* [Set task A]:
In the records, retype the section that begins with the line containing "For the pointing benchmark, tag every instance of the coat" and ends with the line containing "Query: raised arm", including both of those lines and omitting the pictures.

* [Passage shown]:
* begin *
For the ancient Greeks the idea that man had a wild side and a rational side, a sort of Jekyll and Hyde conception of humankind, and they referred to this as an Apollonian Dionysian conflict. The Apollonian Dionysian conflict is one in which the God Apollo, who represents rationality and orderly thinking, is conflicted with the God Dionysus who is the God of wine, drama, and freethinking. Literally the sacrament associated with Dionysian rites is wine. So when you are drinking you’re in the throes of ecstasy which is associated with freethinking and/or loose thinking. This isn’t always a bad thing. My belief is that in many representations of centaurs and of stories in which heroes fight monsters and other creatures are meant to be lessons. The lessons are also possibly political.
There are many theories concerning representations of centaurs as being symbolic of representing the Greeks’ enemies. For example, we will be studying the Parthenon built around 450 BCE. There are rows of relief sculptures called metopes in the entablature, the topmost portion of the building above the columns, that represent Centaurs fighting Lapiths. One interpretation of the centaur is that it represents the Apollonian Dionysian conflict but some scholars believe that these representations are of the Persians who the Athenians just defeated. A safe interpretation is that it’s probably a little bit of both.

Contextual Analysis

 Found by an archeologist named Francois, often you will see this vase referred to as an "Attic" vase or Attic black figure vase.  The term Attic refers to its origins as Athenian but this Attic vase was found in Italy.  This demonstrates the importance of trade and the reverence for the quality of Athenian workmanship.

Interlaced throughout the figures are the names of the character's on the vase and the vase is also signed.  This indicates two things.  The written word was at least in some circles fairly commonplace and that the status of the artist must have been on the rise in Athens as well because this is one of the first examples of artwork that has been signed.  The indication that Kleitias was the painter and Ergotimos was the potter also gives us a clue into the fact that there was a refined division of labor.
* end *
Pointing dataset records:
* begin *
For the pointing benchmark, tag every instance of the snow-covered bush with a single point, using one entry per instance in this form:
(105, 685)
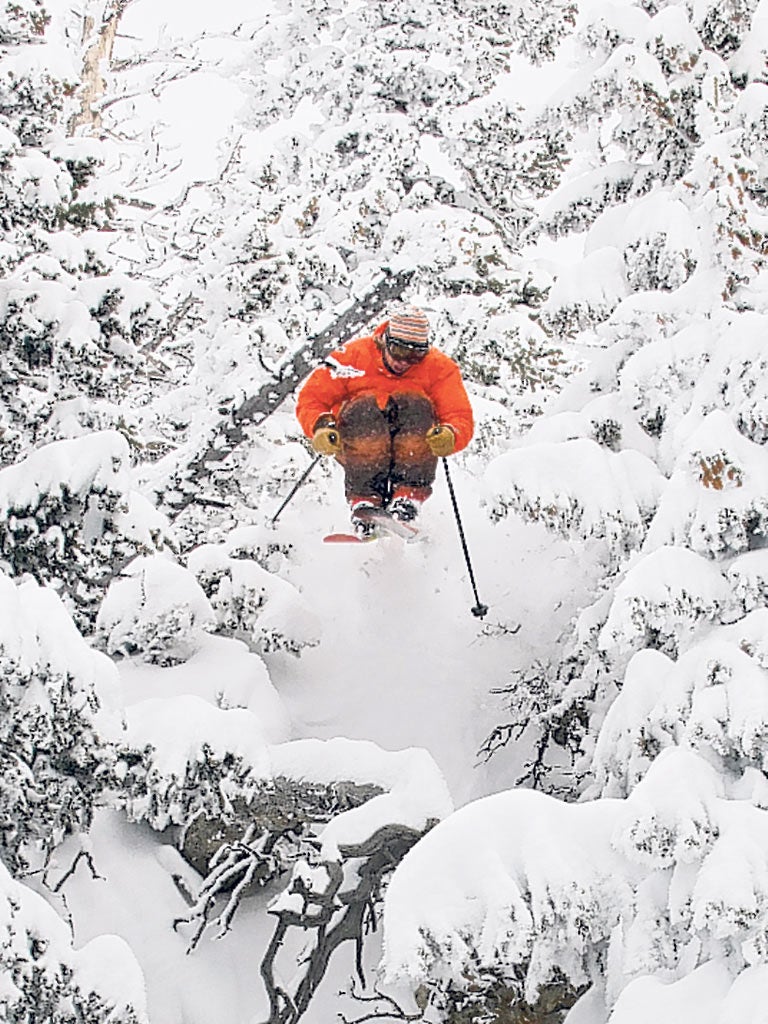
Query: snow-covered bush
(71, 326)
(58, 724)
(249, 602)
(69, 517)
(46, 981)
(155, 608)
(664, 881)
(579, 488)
* end *
* begin *
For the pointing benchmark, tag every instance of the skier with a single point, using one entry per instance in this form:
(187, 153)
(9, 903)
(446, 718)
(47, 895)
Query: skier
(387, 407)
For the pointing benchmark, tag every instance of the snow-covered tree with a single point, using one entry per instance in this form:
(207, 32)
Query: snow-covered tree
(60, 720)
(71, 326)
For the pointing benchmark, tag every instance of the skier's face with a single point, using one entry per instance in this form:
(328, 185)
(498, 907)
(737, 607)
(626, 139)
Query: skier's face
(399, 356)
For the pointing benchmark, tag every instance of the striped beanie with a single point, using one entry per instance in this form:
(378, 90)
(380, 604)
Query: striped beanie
* end *
* begin *
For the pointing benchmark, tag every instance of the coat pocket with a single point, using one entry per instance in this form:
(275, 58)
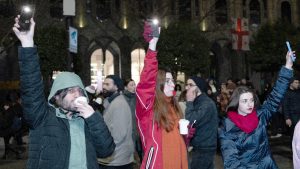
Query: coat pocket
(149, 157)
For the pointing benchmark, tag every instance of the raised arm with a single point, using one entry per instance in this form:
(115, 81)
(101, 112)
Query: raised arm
* end *
* [Set task B]:
From the passage on Greek art, echo the section that begins with the words "Found by an" and ends with the words "of Athenian workmanship.".

* [Full output A]:
For the pointing benchmark, tag every instance of the coat pocket with a single point, using one entry per instance in this form:
(275, 58)
Query: coat pocket
(149, 157)
For the pointing benchmark, tag every instance of the raised arm with a single point, using one entry per instance in this form:
(115, 81)
(101, 112)
Query: raised arm

* [Full output B]:
Found by an archeologist named Francois, often you will see this vase referred to as an "Attic" vase or Attic black figure vase.  The term Attic refers to its origins as Athenian but this Attic vase was found in Italy.  This demonstrates the importance of trade and the reverence for the quality of Athenian workmanship.